§ **Problem to solve**
Render every row below as a numbered list, omitting any blank lines.

::::

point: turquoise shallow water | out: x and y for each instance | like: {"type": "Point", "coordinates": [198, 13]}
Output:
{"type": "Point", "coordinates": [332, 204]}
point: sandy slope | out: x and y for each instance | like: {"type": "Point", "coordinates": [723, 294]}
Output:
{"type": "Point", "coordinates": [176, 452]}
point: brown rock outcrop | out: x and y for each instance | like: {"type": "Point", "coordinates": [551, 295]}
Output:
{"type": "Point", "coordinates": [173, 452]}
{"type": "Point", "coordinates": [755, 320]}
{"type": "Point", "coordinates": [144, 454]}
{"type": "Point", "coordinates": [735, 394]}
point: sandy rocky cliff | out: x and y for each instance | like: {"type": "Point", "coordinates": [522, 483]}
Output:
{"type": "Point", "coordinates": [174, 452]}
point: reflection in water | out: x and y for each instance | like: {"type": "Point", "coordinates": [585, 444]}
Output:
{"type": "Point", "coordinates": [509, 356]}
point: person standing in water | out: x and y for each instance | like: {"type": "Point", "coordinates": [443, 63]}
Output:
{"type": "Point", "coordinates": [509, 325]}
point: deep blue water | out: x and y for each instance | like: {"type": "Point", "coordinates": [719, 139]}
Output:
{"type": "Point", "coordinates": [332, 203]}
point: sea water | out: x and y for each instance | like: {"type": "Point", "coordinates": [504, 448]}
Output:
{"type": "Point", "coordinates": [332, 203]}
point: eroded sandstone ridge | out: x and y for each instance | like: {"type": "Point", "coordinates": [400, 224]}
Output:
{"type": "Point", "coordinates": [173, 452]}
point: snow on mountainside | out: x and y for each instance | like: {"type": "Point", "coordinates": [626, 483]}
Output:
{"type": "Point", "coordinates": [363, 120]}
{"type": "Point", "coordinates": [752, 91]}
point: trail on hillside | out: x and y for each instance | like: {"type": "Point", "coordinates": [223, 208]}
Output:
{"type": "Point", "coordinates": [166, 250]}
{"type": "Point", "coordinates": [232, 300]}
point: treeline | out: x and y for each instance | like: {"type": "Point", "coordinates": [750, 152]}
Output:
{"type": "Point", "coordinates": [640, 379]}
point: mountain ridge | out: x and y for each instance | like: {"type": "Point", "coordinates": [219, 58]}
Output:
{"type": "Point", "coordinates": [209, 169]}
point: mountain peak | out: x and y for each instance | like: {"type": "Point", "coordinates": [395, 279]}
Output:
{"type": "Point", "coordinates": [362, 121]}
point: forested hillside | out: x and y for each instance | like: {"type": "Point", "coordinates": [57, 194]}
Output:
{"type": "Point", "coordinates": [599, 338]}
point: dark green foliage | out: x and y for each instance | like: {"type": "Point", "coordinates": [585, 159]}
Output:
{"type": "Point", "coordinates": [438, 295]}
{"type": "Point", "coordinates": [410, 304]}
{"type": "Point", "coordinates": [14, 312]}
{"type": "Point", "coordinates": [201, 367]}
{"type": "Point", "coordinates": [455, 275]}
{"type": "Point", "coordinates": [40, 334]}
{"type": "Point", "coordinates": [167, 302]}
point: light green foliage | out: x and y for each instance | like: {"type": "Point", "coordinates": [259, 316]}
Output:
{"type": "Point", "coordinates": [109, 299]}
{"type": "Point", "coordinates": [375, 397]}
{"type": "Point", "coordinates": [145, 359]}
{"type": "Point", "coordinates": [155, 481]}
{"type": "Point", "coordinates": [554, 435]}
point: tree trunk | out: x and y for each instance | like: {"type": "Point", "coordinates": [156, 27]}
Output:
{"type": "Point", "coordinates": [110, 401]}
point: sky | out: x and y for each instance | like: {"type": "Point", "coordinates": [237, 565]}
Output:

::::

§ **Output of the exercise**
1. point: turquoise shallow water | out: x and y for each instance | like: {"type": "Point", "coordinates": [198, 13]}
2. Output:
3. {"type": "Point", "coordinates": [332, 204]}
4. point: sandy slope | out: x and y for each instance | like: {"type": "Point", "coordinates": [723, 294]}
5. Output:
6. {"type": "Point", "coordinates": [176, 452]}
7. point: brown rock outcrop | out: x and y for each instance | like: {"type": "Point", "coordinates": [551, 295]}
8. Output:
9. {"type": "Point", "coordinates": [173, 452]}
10. {"type": "Point", "coordinates": [755, 320]}
11. {"type": "Point", "coordinates": [144, 454]}
12. {"type": "Point", "coordinates": [735, 394]}
13. point: sandy rocky cliff | out: x and y for each instance | like: {"type": "Point", "coordinates": [522, 483]}
14. Output:
15. {"type": "Point", "coordinates": [174, 452]}
16. point: reflection in water | out: x and y for each instance | like: {"type": "Point", "coordinates": [585, 444]}
17. Output:
18. {"type": "Point", "coordinates": [509, 356]}
19. point: person standing in water | out: x and y for each instance | like: {"type": "Point", "coordinates": [443, 63]}
20. Output:
21. {"type": "Point", "coordinates": [509, 325]}
22. point: deep blue water | out: x and y for each instance | like: {"type": "Point", "coordinates": [719, 139]}
23. Output:
24. {"type": "Point", "coordinates": [332, 203]}
25. point: sea water | out: x and y for each instance | like: {"type": "Point", "coordinates": [504, 448]}
26. Output:
27. {"type": "Point", "coordinates": [332, 203]}
28. point: eroded sandstone ridge | out: x and y for each instance | like: {"type": "Point", "coordinates": [400, 224]}
29. Output:
30. {"type": "Point", "coordinates": [173, 452]}
31. point: snow on mountainside | out: x and y for each instance | like: {"type": "Point", "coordinates": [626, 483]}
32. Output:
33. {"type": "Point", "coordinates": [363, 120]}
34. {"type": "Point", "coordinates": [752, 91]}
35. point: trail on hillside | out: x and y for each instance | like: {"type": "Point", "coordinates": [223, 208]}
36. Output:
37. {"type": "Point", "coordinates": [166, 250]}
38. {"type": "Point", "coordinates": [232, 300]}
39. point: treeline | out: x and y for each instance | like: {"type": "Point", "coordinates": [750, 152]}
40. Output:
41. {"type": "Point", "coordinates": [640, 379]}
42. point: mountain ridge | out: x and y for each instance | like: {"type": "Point", "coordinates": [219, 58]}
43. Output:
44. {"type": "Point", "coordinates": [209, 169]}
45. point: mountain peak | out: x and y for each instance | like: {"type": "Point", "coordinates": [395, 279]}
46. Output:
47. {"type": "Point", "coordinates": [362, 121]}
48. point: forested hillside | out: x and y for each instance | like: {"type": "Point", "coordinates": [57, 194]}
49. Output:
50. {"type": "Point", "coordinates": [599, 338]}
51. point: dark green foliage | out: x and y for each instance | like: {"type": "Point", "coordinates": [585, 159]}
52. Output:
53. {"type": "Point", "coordinates": [438, 295]}
54. {"type": "Point", "coordinates": [410, 304]}
55. {"type": "Point", "coordinates": [14, 312]}
56. {"type": "Point", "coordinates": [201, 367]}
57. {"type": "Point", "coordinates": [455, 275]}
58. {"type": "Point", "coordinates": [40, 334]}
59. {"type": "Point", "coordinates": [167, 302]}
60. point: light green foliage | out: x and y for each instance | like: {"type": "Point", "coordinates": [259, 316]}
61. Output:
62. {"type": "Point", "coordinates": [109, 299]}
63. {"type": "Point", "coordinates": [375, 397]}
64. {"type": "Point", "coordinates": [145, 359]}
65. {"type": "Point", "coordinates": [155, 481]}
66. {"type": "Point", "coordinates": [554, 435]}
67. point: tree trunk | out: x and y for each instance | like: {"type": "Point", "coordinates": [156, 27]}
68. Output:
69. {"type": "Point", "coordinates": [110, 401]}
70. point: sky | out: x and y for each instance | like: {"type": "Point", "coordinates": [237, 565]}
71. Output:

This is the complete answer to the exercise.